### REQUIRED TASKS
[1] Answer these questions about the post on population and scarcity:
(a) What share of the world's population does the post say the Black Death wiped out?
(b) Where did the bacteria initially live?
(c) In what did the majority of men see their livelihood in the centuries before the outbreak?
[2] In two sentences, what does the post on population and scarcity say?
[3] Carry on the post on population and scarcity from where it stops.

### DOCUMENT PASSAGE
Wednesday, March 26, 2014

Population and Scarcity: A Model of the Inevitable Dystopia

In Annika’s Ericksen’s presentation of the Children, Livestock, and Wealth in Niger, an ongoing dilemma in similar, poverty-stricken countries; the growth of population and the lack of resources to provide prove to be the causes for famine, disease and low mortality. 

 The more exposure that poor countries receive, the lifestyle dictated by scrambling funds and rationing food—constantly stuns me. And although moral values have now been resourced by the material in this class, I still wonder, in awe, how people can ignore the causalities of these situations. When poverty dominates the majority of the world, the effects are towering—they inevitably spread and affect everyone. It’s a slippery slope of the fragile nature of the human species.

 Let me provide a daunting example, and correlate the happenings to Robbins’ Population and Scarcity.

 The biggest, and arguably the worst pandemic to hit the human species was the Bubonic Plague, “The Black Death” which wiped nearly 30-60% of the world’s population in a matter of several years. Under the microscope, this disease was caused by a rat flea that infected the lymphatic system, with further outbreaks it spread to the lungs and was transferred through the exposure of a simple cough. Now initially, the bacteria was practically harmless—it lived in the digestive tract of street animals. 

 So how did such a tame disease, a disease that had once taken several lives in Justinian’s reign and thus suppressed, conquer Europe?

In the centuries prior to the outbreak, population was on an exponential incline. The Middle Ages had settled, religion was enforced, and the kings were as strong as ever. New technologies, inventions and opportunities for empire expansion clearly separated the nobles from the poor—by drastic standards. The majority of men saw their livelihood in farming and livestock. Thus, families began to grow—children were bred to benefit the farm and look after their overworked parents.

### INPUT DATA

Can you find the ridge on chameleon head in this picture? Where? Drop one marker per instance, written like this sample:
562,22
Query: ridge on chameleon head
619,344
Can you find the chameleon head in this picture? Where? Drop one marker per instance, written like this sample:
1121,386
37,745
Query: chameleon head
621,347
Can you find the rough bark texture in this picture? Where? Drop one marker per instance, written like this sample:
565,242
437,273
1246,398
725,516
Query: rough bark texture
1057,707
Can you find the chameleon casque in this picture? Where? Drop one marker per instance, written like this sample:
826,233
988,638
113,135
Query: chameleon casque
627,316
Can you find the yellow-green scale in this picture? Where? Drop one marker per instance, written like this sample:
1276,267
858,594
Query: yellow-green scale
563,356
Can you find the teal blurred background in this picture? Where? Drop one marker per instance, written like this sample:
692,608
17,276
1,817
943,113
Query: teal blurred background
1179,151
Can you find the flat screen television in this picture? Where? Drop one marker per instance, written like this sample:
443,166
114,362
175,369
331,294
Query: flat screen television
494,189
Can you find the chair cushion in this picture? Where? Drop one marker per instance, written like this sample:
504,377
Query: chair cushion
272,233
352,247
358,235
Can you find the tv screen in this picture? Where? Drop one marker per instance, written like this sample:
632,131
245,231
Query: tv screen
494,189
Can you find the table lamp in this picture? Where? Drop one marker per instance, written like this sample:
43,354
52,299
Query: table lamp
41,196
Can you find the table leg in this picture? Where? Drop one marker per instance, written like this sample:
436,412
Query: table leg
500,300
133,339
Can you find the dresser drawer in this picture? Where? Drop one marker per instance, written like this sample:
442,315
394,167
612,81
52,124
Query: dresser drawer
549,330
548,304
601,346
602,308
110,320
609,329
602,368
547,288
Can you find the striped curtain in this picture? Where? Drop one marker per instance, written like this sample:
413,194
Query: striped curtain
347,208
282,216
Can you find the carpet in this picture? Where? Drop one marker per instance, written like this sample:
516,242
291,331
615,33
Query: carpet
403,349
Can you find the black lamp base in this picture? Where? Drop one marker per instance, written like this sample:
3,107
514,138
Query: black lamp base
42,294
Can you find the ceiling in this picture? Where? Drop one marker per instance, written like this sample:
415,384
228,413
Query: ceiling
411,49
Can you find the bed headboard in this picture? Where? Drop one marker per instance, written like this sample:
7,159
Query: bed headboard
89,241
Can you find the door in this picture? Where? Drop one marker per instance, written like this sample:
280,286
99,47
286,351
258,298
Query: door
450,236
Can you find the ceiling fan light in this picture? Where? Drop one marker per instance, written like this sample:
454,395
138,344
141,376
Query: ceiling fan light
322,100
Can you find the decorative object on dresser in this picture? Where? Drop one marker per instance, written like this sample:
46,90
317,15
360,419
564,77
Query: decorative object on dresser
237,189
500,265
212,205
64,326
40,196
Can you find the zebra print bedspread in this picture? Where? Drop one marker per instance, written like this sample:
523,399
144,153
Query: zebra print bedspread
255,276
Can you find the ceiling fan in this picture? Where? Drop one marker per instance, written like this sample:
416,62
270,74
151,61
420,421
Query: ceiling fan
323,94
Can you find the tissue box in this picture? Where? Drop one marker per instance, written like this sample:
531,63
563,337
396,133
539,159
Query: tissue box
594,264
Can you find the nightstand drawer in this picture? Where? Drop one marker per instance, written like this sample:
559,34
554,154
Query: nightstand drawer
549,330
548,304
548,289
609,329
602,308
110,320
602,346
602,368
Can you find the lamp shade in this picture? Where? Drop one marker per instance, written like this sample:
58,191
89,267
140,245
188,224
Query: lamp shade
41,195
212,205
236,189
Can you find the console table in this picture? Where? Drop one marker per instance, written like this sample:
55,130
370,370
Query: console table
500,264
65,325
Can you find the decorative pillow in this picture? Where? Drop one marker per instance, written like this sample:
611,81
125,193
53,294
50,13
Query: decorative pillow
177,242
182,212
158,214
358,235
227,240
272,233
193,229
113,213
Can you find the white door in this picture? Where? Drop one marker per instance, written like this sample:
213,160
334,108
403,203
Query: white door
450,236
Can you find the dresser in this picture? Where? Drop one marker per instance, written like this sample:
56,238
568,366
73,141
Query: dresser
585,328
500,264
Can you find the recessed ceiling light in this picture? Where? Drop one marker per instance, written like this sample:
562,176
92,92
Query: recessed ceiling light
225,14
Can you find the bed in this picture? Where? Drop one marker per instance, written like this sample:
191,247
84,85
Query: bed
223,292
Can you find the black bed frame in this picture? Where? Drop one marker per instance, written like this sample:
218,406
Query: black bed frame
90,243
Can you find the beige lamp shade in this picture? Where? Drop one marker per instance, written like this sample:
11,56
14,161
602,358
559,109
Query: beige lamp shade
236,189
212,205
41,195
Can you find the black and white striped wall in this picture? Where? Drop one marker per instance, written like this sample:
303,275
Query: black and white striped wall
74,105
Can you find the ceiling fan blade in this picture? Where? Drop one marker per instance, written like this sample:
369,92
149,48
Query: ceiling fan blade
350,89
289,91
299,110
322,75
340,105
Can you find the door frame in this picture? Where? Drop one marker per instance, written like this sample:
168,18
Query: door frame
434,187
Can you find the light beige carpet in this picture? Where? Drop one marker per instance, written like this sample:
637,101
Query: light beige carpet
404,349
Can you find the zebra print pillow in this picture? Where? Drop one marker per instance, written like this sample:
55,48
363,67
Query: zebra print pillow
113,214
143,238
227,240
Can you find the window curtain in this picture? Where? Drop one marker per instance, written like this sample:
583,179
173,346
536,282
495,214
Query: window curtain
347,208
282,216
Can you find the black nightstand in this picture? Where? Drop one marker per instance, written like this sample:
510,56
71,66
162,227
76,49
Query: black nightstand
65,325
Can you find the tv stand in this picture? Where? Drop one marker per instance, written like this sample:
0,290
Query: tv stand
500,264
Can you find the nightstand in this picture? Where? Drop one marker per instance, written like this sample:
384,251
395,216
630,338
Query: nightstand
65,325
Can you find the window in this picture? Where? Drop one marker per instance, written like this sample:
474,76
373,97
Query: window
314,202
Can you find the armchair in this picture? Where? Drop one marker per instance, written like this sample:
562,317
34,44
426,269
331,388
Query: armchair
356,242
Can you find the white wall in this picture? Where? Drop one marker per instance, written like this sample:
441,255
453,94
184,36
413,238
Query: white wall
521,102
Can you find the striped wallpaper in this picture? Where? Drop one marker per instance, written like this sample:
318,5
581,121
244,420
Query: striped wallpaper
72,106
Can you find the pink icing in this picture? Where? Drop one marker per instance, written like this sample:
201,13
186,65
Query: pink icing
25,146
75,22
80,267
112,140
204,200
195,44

### ANSWERS TO THE EXERCISE
[1]
(a) Nearly 30-60%.
(b) In the digestive tract of street animals.
(c) In farming and livestock.

[2] In poverty-stricken countries like Niger, the post says, population growth and a lack of resources cause famine and disease, and when poverty dominates most of the world its effects spread to everyone. As an example it gives the Black Death, a flea-borne disease that wiped out nearly 30-60% of the world's population after centuries in which Europe's population rose sharply as farming families had more children.

[3]
As times began to get tougher with the hostile nature of rulers, large families were forced on the street to beg, live in dumps and fight for their keep. When the outbreak happened, it affected the majority of the poor population. That was the group of people who provided food for others, roamed every corner in the city and served in higher-class homes. With the immense transmission of the virus, the nobles were thus affected. People at the Opera picked up the virus by the cleaning crew an hour prior, priests were infected from showing up at a local sermon, food and meat also caused infection.

 The virus does not care for the social class. The multitude of people in one area—interlinked with one another was the major cause of the fire like spread. 

 How is this any different from what is growing today? Granted we have improved technologies and more communication—places like Niger are too similar. Like Robbin’s publication suggests, scarcity will always prevail within a growing generation. There is simply never enough resource, and those who have it, save for their kin.

 It is imperative to consider countries on the brink of destruction by famine and the fragile nature of human affliction. The causalities of a possible infection can affect the rest of the world. If your moral character is not prominent enough to urge you to help others in need, then maybe the scare of self preservation does the job.